*SHORT PROBLEM*:
Extend the passage on the rivalry between Taylor and Trevor-Roper, picking up after its final sentence.

Taylor had a famous rivalry with the historian Hugh Trevor-Roper, with whom he often debated on television. One of the more famous exchanges took place in 1961. Trevor-Roper said "I'm afraid that your book The Origins of the Second World War may damage your reputation as a historian", to which Taylor replied "Your criticism of me would damage your reputation as a historian, if you had one."
The origins of the dispute went back to 1957 when the Regius Professorship for History at Oxford was vacant. Despite their divergent political philosophies, Taylor and Trevor-Roper had been friends since the early 1950s, but with the possibility of the Regius Professorship, both men lobbied for it. The Conservative Prime Minister Harold Macmillan awarded the chair to the Tory Trevor-Roper rather than the Labourite Taylor. In addition, a number of the other Oxford dons had felt that Taylor's profile in journalism was "demeaning" to the historian's craft and had lobbied against him.

*ENTRIES SUPPLIED*:
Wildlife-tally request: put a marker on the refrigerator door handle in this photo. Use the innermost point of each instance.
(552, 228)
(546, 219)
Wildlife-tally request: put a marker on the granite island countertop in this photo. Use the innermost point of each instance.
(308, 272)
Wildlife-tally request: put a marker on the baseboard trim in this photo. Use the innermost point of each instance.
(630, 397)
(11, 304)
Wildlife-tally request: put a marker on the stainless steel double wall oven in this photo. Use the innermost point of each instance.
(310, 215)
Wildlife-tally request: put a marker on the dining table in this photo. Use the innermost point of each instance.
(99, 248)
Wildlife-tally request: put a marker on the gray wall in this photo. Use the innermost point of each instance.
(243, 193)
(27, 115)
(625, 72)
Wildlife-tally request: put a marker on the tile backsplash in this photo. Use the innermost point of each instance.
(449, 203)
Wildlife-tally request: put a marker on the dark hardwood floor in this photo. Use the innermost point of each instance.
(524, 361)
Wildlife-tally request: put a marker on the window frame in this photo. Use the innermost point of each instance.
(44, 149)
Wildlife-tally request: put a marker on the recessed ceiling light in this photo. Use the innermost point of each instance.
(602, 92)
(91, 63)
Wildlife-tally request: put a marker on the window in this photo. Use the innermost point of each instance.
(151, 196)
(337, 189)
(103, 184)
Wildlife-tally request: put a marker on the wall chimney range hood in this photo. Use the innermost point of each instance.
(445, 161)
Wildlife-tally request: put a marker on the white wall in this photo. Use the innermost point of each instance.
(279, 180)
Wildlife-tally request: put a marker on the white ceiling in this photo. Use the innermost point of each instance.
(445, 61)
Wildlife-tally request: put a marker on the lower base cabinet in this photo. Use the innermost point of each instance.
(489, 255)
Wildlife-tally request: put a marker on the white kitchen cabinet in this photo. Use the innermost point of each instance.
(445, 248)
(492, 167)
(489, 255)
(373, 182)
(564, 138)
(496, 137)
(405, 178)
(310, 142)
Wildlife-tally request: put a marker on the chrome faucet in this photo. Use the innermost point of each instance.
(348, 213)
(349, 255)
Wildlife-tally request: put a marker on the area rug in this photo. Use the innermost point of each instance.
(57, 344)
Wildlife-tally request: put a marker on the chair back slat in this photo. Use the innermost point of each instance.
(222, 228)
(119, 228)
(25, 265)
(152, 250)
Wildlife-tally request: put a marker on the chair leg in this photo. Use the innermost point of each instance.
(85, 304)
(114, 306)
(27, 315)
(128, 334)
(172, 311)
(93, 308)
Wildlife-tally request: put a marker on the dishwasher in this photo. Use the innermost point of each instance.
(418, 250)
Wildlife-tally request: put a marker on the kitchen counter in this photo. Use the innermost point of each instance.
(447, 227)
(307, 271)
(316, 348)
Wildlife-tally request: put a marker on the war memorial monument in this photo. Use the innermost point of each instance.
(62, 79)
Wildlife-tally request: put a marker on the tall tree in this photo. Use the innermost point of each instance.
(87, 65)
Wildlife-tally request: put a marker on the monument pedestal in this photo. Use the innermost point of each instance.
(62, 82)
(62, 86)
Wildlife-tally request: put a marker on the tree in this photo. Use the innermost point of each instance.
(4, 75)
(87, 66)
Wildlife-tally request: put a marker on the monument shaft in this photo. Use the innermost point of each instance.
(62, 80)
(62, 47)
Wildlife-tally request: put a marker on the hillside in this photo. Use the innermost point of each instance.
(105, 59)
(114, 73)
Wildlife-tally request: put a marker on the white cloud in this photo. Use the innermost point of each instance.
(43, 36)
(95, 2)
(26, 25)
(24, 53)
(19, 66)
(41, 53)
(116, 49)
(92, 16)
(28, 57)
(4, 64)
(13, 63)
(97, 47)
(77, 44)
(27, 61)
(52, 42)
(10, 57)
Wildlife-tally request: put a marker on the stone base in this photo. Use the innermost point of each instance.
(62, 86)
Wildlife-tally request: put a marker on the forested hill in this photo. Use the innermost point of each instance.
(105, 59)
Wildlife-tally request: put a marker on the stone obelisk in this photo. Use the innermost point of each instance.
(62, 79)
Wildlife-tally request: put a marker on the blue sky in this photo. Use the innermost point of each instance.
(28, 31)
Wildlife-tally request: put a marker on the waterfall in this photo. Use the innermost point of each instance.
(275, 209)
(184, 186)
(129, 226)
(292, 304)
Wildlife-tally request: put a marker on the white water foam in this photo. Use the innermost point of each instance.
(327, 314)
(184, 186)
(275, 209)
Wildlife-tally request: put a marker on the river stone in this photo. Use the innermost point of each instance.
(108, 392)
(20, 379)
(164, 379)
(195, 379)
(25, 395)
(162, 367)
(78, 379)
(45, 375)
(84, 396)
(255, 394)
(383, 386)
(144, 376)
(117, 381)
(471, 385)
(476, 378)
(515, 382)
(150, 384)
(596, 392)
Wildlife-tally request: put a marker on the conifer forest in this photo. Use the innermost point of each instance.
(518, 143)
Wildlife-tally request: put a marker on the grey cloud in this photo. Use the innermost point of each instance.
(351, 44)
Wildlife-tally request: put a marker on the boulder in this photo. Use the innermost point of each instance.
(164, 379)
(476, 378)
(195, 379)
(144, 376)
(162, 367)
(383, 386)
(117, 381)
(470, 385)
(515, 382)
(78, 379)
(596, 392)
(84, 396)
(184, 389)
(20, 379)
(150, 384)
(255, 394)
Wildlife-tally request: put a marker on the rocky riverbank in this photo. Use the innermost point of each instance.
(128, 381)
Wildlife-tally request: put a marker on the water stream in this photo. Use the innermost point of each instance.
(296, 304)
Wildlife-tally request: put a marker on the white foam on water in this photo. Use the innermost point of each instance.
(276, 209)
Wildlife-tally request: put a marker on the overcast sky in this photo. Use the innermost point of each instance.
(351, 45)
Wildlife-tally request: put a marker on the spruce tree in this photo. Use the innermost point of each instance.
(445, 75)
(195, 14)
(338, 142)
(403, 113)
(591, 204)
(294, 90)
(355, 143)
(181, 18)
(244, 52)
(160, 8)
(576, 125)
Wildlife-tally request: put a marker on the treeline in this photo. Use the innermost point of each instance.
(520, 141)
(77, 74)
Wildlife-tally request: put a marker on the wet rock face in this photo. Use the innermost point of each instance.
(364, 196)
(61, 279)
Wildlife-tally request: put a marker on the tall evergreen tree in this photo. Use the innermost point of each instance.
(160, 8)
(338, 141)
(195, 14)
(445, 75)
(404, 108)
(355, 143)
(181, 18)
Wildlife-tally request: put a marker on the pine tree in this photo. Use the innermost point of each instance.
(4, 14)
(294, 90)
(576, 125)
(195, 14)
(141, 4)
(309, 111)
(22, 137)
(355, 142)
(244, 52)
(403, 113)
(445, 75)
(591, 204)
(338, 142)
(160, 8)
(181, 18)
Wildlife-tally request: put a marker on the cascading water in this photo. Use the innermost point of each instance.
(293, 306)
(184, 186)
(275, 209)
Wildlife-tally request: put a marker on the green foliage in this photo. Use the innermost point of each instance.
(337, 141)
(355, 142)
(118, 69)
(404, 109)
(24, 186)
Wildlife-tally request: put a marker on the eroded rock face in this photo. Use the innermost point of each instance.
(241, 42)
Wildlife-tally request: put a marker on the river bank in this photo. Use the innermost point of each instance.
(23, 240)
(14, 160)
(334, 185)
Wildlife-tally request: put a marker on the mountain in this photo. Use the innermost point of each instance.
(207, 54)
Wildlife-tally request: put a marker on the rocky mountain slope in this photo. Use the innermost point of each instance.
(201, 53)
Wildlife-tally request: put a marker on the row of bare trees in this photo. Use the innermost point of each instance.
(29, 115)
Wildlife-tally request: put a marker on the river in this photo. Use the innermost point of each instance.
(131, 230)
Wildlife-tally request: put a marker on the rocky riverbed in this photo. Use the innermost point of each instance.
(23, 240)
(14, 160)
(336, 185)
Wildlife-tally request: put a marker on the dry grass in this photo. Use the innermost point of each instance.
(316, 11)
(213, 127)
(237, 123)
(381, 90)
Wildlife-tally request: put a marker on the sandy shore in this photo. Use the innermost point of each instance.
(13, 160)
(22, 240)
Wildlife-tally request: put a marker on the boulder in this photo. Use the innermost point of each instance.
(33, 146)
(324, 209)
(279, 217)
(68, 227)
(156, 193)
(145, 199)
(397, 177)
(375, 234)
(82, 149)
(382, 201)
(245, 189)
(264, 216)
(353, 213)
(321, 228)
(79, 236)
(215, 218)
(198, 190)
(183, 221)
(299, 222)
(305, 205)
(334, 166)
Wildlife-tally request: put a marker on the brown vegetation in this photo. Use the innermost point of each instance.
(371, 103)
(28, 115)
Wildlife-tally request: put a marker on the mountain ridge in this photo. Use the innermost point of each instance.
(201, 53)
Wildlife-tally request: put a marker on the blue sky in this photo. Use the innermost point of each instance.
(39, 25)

*RESPONSE TO THIS EXERCISE*:
In public, Taylor declared that he would never have accepted any honour from a government that had "the blood of Suez on its hands". In private, he was furious with Trevor-Roper for holding an honour that Taylor considered rightfully his. Adding to Taylor's rancour was the fact that he had arrived at Oxford a decade before Trevor-Roper. From then on, Taylor never missed a chance to disparage Trevor-Roper's character or scholarship. The famously combative Trevor-Roper reciprocated. The feud was given much publicity by the media, not so much because of the merits of their disputes but rather because their acrimonious debates on television made for entertaining viewing. Likewise, the various articles written by Taylor and Trevor-Roper denouncing each other's scholarship, in which both men's considerable powers of invective were employed with maximum effect, made for entertaining reading. Beyond that, it was fashionable to portray the dispute between Taylor and Trevor-Roper as a battle between generations. Taylor, with his populist, irreverent style, was nearly a decade older than Trevor-Roper, but was represented by the media as a symbol of the younger generation that was coming of age in the 1950s–1960s. Trevor-Roper, who was unabashedly old-fashioned (he was one of the last Oxford dons to lecture wearing his professor's robes) and inclined to behave in a manner that the media portrayed as pompous and conceited, was seen as a symbol of the older generation. A subtle but important difference in the style between the two historians was their manner of addressing each other during their TV debates: Trevor-Roper always addressed Taylor as "Mr Taylor" or just "Taylor", while Taylor always addressed Trevor-Roper as "Hugh".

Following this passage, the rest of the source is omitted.